FRAGMENTO PROPORCIONADO ::
Un buen primer paso sería que la nueva Estrategia incorporar a todos los estándares internacionales desarrollados durante estos últimos años, y siguiera las indicaciones de la OMS —ver, por ejemplo: WHO Guidance on community mental health services—. En concreto, para garantizar la igualdad en el acceso a servicios, sería imprescindible la introducción de un enfoque interseccional que obligara a las administraciones públicas a prestar una especial atención a aquellos colectivos que encuentran más obstáculos a la hora de ejercer este derecho. Un ejemplo de ello son los niños y las niñas refugiadas.
La atención a la salud mental en la infancia es esencial para un adecuado desarrollo evolutivo del niño o de la niña, siendo un factor determinante en aquellos casos donde la infancia ha sido víctima de la violencia. De hecho, la reciente Ley Orgánica 8/2021 de protección integral a la infancia y la adolescencia frente a la violencia establece que las administraciones sanitarias deben garantizar una atención a la salud mental integral, reparadora y adecuada a su edad.
En este sentido, se entiende que los niños y niñas refugiados sufren de ciertos trastornos psicosociales relacionados con hechos traumáticos como resultado directo de las situaciones de violencia vividas, ya sea las que les motivaron a huir de su país de origen o las que han vivido durante el tránsito hacia los países de destino. Pensemos que se trata de niños y niñas que han podido sufrir —o ser testigo— de todo tipo de violencia física, psicológica o sexual.
A estos efectos, el artículo 39 de la Convención de Derechos del Niño exige que se proporcione a estos niños y niñas servicios a la salud mental culturalmente adecuados y atentos a las cuestiones de género, así como asesoramiento psicosocial cualificado. Esto va en línea con la Directiva 2013/33/UE sobre condiciones de acogida de solicitantes de protección internacional. Esta entiende que la infancia es un grupo “vulnerable” en necesidad de unas condiciones de acogida especiales, entre las que se hace especial incidencia en una atención psicológica transcultural y adaptada a su edad y género.

ENTRADAS MOSTRADAS ::
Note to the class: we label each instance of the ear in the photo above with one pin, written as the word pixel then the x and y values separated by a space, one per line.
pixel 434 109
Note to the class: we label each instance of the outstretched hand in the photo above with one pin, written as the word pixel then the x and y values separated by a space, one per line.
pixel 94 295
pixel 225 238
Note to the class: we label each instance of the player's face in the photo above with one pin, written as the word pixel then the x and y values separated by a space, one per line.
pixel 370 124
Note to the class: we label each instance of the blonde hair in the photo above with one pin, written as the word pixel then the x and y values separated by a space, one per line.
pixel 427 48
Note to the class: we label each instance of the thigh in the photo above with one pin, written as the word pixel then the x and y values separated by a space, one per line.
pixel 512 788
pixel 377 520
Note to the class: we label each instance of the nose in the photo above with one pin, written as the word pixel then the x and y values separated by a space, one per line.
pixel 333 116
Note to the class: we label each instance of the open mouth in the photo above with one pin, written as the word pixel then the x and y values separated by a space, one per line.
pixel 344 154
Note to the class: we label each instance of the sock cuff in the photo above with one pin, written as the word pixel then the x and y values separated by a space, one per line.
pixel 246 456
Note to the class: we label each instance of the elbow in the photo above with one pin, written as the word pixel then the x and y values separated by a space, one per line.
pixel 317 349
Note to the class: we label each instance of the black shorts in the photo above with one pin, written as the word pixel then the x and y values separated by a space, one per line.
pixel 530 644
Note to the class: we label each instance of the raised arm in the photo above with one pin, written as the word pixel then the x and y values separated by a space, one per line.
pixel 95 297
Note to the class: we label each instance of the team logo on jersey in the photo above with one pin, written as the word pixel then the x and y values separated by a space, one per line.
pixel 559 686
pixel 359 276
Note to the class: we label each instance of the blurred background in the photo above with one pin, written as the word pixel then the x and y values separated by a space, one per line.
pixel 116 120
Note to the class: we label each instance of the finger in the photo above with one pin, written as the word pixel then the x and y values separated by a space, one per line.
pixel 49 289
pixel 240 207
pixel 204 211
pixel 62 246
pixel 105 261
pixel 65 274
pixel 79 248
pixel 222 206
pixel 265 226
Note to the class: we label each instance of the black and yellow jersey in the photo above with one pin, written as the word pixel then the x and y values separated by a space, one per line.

PARTES DEL EJERCICIO ::
[a] Indica si cada afirmación coincide con el fragmento sobre la salud mental de la infancia refugiada. Responde sí o no y cita literalmente las palabras del texto que lo deciden.
(i) La Ley Orgánica 8/2021 obliga a las administraciones sanitarias a garantizar una atención a la salud mental adecuada a la edad.
(ii) Según el fragmento, la violencia sufrida por los niños y niñas refugiados se limita a la vivida en su país de origen.
(iii) El artículo 39 de la Convención de Derechos del Niño exige asesoramiento psicosocial cualificado.
[b] Escribe la continuación del fragmento sobre la salud mental de la infancia refugiada a partir de su último párrafo.

RESPUESTAS ::
[a]
(i) Sí: «las administraciones sanitarias deben garantizar una atención a la salud mental integral, reparadora y adecuada a su edad».
(ii) No: «ya sea las que les motivaron a huir de su país de origen o las que han vivido durante el tránsito hacia los países de destino».
(iii) Sí: «así como asesoramiento psicosocial cualificado».

[b]
Sin embargo, la realidad en nuestro país es otra. Por un lado, cuando hablamos de infancia refugiada no acompañada, bajo la tutela de los servicios de protección de menores autonómicos, encontramos que muchos niños y niñas manifiestan no haber tenido consulta con la psicóloga/o de su centro o haberla tenido en muy pocas ocasiones. Además, no existe personal especializado en trauma infantil en contextos migratorios dentro de los centros, lo que dificulta la evaluación del daño sufrido, así como el tratamiento y la rehabilitación.
Por otro lado, cuando hablamos de infancia refugiada acompañada por su familia, dentro del sistema de acogida de protección internacional del Ministerio de Inclusión, encontramos unos programas completamente adulto-céntricos que invisibilizan las necesidades de los niños y niñas que se (mal)entienden cubiertas por sus progenitores.
Por tanto, el derecho a disfrutar del más alto nivel posible de salud mental es todavía una utopía para la infancia refugiada, vulnerando de forma flagrante la normativa mencionada.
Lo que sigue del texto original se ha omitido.